====== Excerpted data

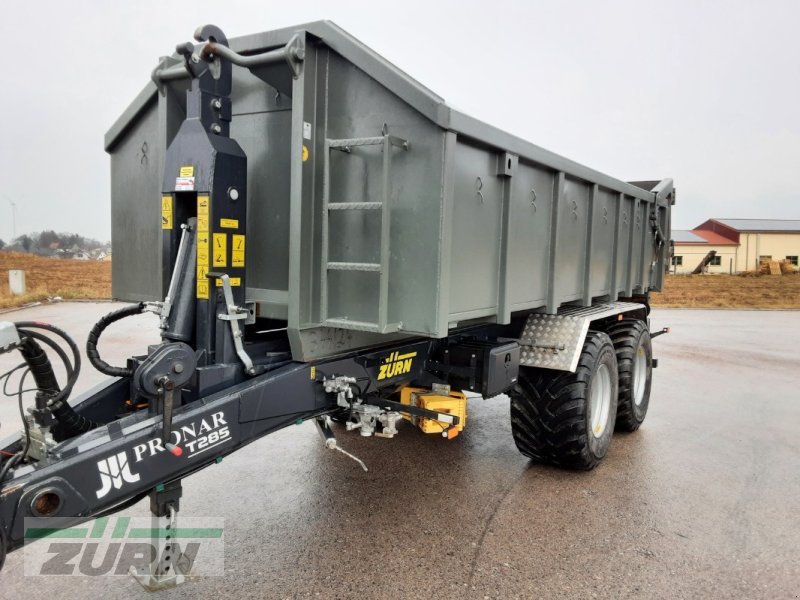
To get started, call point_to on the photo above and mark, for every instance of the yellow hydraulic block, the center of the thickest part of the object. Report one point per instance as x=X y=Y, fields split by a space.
x=441 y=400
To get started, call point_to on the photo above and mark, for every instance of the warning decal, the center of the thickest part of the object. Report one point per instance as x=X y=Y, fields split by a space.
x=237 y=250
x=235 y=281
x=202 y=247
x=166 y=212
x=184 y=184
x=220 y=250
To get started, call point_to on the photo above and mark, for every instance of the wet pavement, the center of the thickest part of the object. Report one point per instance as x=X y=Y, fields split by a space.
x=702 y=502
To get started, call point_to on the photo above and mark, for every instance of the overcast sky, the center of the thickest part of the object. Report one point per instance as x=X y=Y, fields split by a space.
x=707 y=93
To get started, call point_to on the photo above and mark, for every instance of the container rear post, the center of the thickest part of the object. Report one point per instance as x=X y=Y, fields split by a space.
x=205 y=182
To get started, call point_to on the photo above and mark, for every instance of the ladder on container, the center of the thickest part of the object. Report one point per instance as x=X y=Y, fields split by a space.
x=387 y=142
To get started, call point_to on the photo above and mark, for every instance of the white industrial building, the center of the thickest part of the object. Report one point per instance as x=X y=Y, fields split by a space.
x=740 y=244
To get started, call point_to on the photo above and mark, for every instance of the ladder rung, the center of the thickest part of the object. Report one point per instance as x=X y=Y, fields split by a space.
x=355 y=205
x=346 y=143
x=362 y=325
x=350 y=266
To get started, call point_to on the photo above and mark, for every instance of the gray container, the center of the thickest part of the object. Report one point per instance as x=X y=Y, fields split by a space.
x=376 y=210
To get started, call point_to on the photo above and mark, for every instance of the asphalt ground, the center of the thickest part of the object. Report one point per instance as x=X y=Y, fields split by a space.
x=702 y=502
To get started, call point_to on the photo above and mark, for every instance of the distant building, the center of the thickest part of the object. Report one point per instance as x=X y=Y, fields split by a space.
x=740 y=244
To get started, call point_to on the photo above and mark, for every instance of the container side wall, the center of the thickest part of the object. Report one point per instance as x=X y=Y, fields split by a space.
x=356 y=106
x=529 y=231
x=602 y=244
x=136 y=164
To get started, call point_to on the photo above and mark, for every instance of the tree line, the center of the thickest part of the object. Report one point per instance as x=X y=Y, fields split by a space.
x=50 y=240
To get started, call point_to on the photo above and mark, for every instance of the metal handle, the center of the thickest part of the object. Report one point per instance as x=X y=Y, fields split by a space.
x=293 y=53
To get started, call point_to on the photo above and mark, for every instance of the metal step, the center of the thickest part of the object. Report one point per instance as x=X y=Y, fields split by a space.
x=350 y=266
x=355 y=205
x=362 y=326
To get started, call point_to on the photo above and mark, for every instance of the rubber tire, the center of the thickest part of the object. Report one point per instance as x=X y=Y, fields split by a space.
x=550 y=410
x=629 y=337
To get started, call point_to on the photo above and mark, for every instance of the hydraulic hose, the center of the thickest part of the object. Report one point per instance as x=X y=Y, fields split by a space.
x=94 y=337
x=42 y=372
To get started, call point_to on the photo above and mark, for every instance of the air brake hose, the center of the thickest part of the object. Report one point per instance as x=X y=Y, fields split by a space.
x=94 y=336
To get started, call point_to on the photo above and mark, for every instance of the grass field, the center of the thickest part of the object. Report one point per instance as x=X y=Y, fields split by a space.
x=71 y=279
x=48 y=277
x=729 y=291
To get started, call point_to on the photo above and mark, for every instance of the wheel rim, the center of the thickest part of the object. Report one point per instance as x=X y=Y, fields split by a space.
x=639 y=376
x=600 y=400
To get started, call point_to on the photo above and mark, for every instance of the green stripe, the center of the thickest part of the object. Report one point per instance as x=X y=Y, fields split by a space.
x=181 y=532
x=56 y=532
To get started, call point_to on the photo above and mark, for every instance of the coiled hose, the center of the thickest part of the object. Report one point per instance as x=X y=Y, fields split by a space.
x=94 y=337
x=42 y=371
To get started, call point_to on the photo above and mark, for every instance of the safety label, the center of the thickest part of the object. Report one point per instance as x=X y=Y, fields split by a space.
x=203 y=238
x=166 y=212
x=237 y=250
x=235 y=281
x=220 y=250
x=184 y=184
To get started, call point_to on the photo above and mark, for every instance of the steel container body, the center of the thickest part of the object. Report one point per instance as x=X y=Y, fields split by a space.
x=376 y=211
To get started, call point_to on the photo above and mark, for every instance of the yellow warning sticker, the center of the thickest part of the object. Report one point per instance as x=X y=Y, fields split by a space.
x=202 y=256
x=202 y=262
x=202 y=205
x=237 y=250
x=235 y=282
x=220 y=250
x=202 y=241
x=202 y=281
x=166 y=212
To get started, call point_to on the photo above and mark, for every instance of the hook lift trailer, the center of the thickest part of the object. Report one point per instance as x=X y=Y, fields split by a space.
x=576 y=361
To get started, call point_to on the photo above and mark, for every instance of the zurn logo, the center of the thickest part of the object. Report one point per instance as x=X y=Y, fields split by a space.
x=396 y=364
x=122 y=545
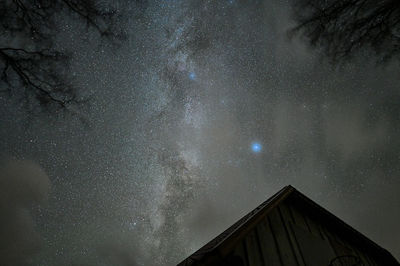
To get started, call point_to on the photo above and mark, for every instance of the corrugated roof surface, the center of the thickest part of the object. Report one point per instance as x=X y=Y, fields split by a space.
x=245 y=223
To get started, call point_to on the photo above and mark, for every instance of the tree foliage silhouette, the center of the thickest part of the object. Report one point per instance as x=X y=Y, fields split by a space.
x=342 y=28
x=30 y=64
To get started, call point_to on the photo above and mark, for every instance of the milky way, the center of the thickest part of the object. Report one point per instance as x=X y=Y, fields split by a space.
x=205 y=111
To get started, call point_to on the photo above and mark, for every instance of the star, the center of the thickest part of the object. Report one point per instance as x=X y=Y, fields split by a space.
x=192 y=75
x=256 y=147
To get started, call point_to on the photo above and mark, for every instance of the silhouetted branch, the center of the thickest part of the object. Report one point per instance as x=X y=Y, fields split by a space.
x=343 y=27
x=28 y=61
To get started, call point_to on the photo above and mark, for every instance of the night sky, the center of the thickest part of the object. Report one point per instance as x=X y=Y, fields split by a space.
x=201 y=114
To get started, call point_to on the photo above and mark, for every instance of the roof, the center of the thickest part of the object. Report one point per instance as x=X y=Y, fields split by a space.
x=223 y=243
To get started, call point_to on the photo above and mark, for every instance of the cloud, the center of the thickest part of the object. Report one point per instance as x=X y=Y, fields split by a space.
x=22 y=184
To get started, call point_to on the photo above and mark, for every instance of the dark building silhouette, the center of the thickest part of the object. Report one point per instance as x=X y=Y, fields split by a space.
x=290 y=229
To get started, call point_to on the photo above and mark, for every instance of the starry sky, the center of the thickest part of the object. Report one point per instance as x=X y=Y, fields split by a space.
x=202 y=113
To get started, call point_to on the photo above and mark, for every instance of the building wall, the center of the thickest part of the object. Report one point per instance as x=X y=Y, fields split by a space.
x=290 y=236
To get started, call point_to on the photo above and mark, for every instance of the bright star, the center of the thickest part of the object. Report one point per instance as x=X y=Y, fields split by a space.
x=256 y=147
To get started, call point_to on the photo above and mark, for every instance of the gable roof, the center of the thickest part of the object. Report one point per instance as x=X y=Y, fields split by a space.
x=220 y=245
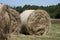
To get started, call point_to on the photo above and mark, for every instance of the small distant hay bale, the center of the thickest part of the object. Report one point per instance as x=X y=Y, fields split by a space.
x=35 y=22
x=9 y=21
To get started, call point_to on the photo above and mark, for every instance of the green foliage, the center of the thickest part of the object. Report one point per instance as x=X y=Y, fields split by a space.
x=53 y=10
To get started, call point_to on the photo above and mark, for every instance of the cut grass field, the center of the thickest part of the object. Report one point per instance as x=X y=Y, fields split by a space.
x=54 y=34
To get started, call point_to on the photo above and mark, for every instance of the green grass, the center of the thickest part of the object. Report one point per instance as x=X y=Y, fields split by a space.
x=54 y=34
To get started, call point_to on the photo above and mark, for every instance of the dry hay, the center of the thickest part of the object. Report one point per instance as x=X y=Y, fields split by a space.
x=35 y=22
x=9 y=21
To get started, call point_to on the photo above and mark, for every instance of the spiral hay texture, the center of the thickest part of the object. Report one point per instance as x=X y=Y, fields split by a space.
x=9 y=21
x=35 y=22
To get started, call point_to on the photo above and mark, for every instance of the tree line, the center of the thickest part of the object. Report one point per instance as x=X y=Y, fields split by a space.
x=53 y=10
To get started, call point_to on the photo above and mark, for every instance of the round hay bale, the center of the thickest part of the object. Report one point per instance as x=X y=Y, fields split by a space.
x=9 y=21
x=35 y=22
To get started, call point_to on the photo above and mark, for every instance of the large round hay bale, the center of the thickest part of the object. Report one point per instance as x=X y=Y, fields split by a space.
x=9 y=21
x=35 y=22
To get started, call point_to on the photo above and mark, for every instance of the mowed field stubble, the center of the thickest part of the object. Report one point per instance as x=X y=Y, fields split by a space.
x=54 y=34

============

■ **Task to carry out**: Rewrite the lines from the one containing "dry hay, the" through the end of the records, inclusive, as a Markdown table with the columns Row and Line. Leave out any blank lines.

■ **Response**:
| Row | Line |
|---|---|
| 1 | To get started, call point_to on the photo above and mark, for every instance of the dry hay, the center of the thickest part of the object. Report one point per instance as x=X y=Y, fields split by a space. |
| 2 | x=35 y=22 |
| 3 | x=9 y=21 |
| 4 | To get started, call point_to on the photo above and mark, for every instance of the spiral hay texture, the center of the thickest part of the object. Report one point per instance as x=X y=Y, fields split by a space. |
| 5 | x=9 y=21 |
| 6 | x=35 y=22 |
| 7 | To get started, call point_to on the photo above and mark, for every instance of the tree line, the center of the thickest part of the object. Report one point per instance as x=X y=Y, fields split by a space. |
| 8 | x=53 y=10 |
| 9 | To get started, call point_to on the photo above and mark, for every instance of the round hay bale, the center of the thickest part of the object. Report one point per instance as x=X y=Y, fields split by a space. |
| 10 | x=9 y=21 |
| 11 | x=35 y=22 |
| 12 | To get started, call point_to on the photo above and mark, for every instance of the large round hay bale, the center of the thickest part of the object. Report one point per instance as x=X y=Y, fields split by a space. |
| 13 | x=9 y=21 |
| 14 | x=35 y=22 |
| 15 | To get started, call point_to on the photo above and mark, for every instance of the mowed field stubble, the center of the thickest part of the object. Report one point per instance as x=X y=Y, fields split by a space. |
| 16 | x=54 y=34 |